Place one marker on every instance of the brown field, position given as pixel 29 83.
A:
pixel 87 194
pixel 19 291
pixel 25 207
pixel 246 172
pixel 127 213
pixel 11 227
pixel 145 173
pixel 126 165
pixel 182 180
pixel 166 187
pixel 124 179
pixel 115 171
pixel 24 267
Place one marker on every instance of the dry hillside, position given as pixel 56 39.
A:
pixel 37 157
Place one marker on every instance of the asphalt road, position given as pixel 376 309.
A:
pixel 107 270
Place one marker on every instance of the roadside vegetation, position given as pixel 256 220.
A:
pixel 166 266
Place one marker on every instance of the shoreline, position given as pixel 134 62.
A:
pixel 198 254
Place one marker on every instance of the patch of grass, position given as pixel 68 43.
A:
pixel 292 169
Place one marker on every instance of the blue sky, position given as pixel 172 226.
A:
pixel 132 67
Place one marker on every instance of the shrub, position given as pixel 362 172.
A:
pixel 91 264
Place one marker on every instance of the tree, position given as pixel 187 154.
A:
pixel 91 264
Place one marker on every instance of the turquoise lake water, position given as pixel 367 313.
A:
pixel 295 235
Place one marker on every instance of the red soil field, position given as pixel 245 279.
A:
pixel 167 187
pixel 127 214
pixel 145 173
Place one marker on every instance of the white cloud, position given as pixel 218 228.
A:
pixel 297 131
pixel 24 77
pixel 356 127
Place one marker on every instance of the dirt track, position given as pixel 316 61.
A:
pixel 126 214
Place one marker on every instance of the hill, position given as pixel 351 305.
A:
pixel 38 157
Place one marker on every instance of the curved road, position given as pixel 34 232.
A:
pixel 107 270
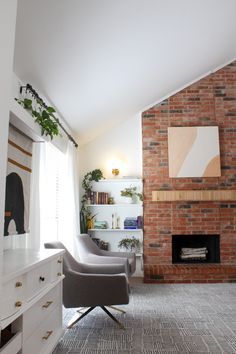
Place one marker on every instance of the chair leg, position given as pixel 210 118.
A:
pixel 117 309
pixel 77 318
pixel 112 317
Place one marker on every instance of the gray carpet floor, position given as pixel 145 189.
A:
pixel 166 319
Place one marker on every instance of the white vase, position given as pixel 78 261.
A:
pixel 127 200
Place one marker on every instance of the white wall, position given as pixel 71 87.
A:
pixel 7 37
pixel 124 142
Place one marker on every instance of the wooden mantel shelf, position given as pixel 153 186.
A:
pixel 194 195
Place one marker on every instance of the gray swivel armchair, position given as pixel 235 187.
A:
pixel 89 252
pixel 90 285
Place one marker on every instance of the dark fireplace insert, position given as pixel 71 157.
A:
pixel 196 248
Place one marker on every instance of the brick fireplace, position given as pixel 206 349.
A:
pixel 209 102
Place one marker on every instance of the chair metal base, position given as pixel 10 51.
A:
pixel 82 313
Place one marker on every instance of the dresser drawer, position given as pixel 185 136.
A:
pixel 46 335
pixel 13 346
pixel 41 310
pixel 37 280
pixel 13 297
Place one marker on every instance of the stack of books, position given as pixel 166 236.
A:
pixel 98 198
pixel 130 223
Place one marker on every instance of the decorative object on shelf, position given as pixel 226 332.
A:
pixel 94 175
pixel 90 220
pixel 130 244
pixel 118 222
pixel 131 194
pixel 115 172
pixel 43 114
pixel 100 224
pixel 132 223
pixel 113 221
pixel 111 200
pixel 104 245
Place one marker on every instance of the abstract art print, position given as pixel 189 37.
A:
pixel 193 152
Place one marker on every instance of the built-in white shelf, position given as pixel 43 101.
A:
pixel 126 180
pixel 116 230
pixel 115 205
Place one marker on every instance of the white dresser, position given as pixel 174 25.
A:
pixel 31 301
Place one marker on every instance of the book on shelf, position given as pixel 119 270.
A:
pixel 133 222
pixel 98 197
pixel 100 224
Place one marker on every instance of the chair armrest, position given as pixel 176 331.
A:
pixel 102 268
pixel 118 254
pixel 82 289
pixel 93 258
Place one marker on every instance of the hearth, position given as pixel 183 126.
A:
pixel 195 249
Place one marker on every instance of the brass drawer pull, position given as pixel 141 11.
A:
pixel 48 333
pixel 48 303
pixel 18 284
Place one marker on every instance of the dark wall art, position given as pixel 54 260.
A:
pixel 17 196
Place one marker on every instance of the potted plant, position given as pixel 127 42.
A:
pixel 131 195
pixel 44 116
pixel 86 219
pixel 130 244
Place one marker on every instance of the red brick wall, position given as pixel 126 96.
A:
pixel 210 101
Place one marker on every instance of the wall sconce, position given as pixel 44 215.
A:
pixel 115 172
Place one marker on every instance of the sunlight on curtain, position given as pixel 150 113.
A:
pixel 59 199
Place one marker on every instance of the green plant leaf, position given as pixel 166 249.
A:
pixel 51 110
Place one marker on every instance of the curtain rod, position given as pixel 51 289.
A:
pixel 28 87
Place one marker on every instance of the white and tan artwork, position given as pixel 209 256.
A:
pixel 193 152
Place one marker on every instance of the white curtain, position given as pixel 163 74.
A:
pixel 68 213
pixel 58 195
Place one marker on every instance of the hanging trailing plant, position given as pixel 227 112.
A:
pixel 95 175
pixel 44 116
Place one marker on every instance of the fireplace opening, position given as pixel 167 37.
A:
pixel 195 248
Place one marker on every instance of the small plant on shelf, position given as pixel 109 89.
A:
pixel 131 193
pixel 130 244
pixel 85 215
pixel 44 116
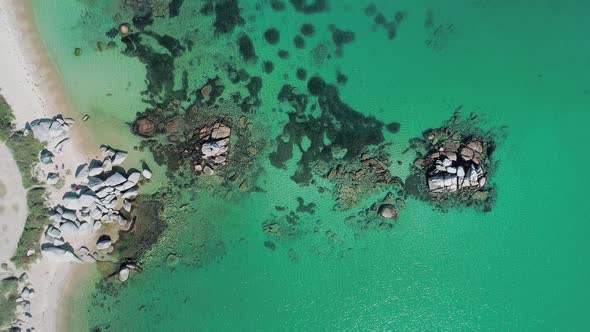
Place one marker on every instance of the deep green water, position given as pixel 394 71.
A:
pixel 523 266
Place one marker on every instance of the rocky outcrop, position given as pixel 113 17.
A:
pixel 53 131
pixel 455 167
pixel 213 148
pixel 103 195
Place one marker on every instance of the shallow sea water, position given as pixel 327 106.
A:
pixel 523 266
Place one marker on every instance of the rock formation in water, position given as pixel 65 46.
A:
pixel 454 165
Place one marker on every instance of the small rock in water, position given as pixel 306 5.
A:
pixel 147 173
pixel 124 274
pixel 104 242
pixel 46 157
pixel 52 178
pixel 388 211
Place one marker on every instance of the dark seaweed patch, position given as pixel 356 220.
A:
pixel 299 42
pixel 268 67
pixel 272 36
pixel 316 86
pixel 142 21
pixel 371 10
pixel 236 76
pixel 227 16
pixel 283 54
pixel 159 66
pixel 246 48
pixel 342 37
pixel 278 5
pixel 174 7
pixel 307 30
pixel 393 127
pixel 344 127
pixel 301 74
pixel 310 7
pixel 341 78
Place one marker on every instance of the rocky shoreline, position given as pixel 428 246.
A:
pixel 454 164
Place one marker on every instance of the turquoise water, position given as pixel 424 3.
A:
pixel 520 64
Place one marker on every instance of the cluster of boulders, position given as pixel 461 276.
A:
pixel 158 8
pixel 103 195
pixel 456 166
pixel 212 148
pixel 52 131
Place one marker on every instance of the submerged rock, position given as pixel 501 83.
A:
pixel 388 211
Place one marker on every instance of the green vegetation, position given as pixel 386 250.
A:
pixel 6 119
pixel 25 149
pixel 36 222
pixel 8 295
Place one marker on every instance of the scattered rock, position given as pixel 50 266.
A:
pixel 388 211
pixel 52 178
pixel 104 242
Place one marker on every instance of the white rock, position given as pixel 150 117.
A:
pixel 87 200
pixel 460 172
pixel 131 193
pixel 107 151
pixel 115 179
pixel 104 242
pixel 104 192
pixel 69 215
pixel 126 185
pixel 147 173
pixel 107 165
pixel 210 149
pixel 208 170
pixel 52 178
pixel 123 274
pixel 85 228
pixel 134 177
pixel 97 225
pixel 119 158
pixel 95 183
pixel 127 205
pixel 54 232
pixel 68 228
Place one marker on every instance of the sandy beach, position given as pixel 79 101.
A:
pixel 31 85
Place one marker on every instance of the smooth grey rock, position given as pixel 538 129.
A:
pixel 115 180
pixel 68 228
pixel 134 177
pixel 104 242
pixel 71 202
pixel 147 173
pixel 95 183
pixel 124 274
pixel 46 157
pixel 131 193
pixel 119 158
pixel 54 232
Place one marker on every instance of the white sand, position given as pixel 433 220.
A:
pixel 13 204
pixel 31 85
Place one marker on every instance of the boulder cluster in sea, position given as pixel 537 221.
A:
pixel 54 132
pixel 103 195
pixel 212 148
pixel 454 165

ACTION ITEM ->
Identify and extract each line of the listing that contains "field".

TASK RESPONSE ->
Place one marker on every instance of the brown field, position given as pixel 29 83.
Place one marker on every instance of the red soil field, position given as pixel 245 279.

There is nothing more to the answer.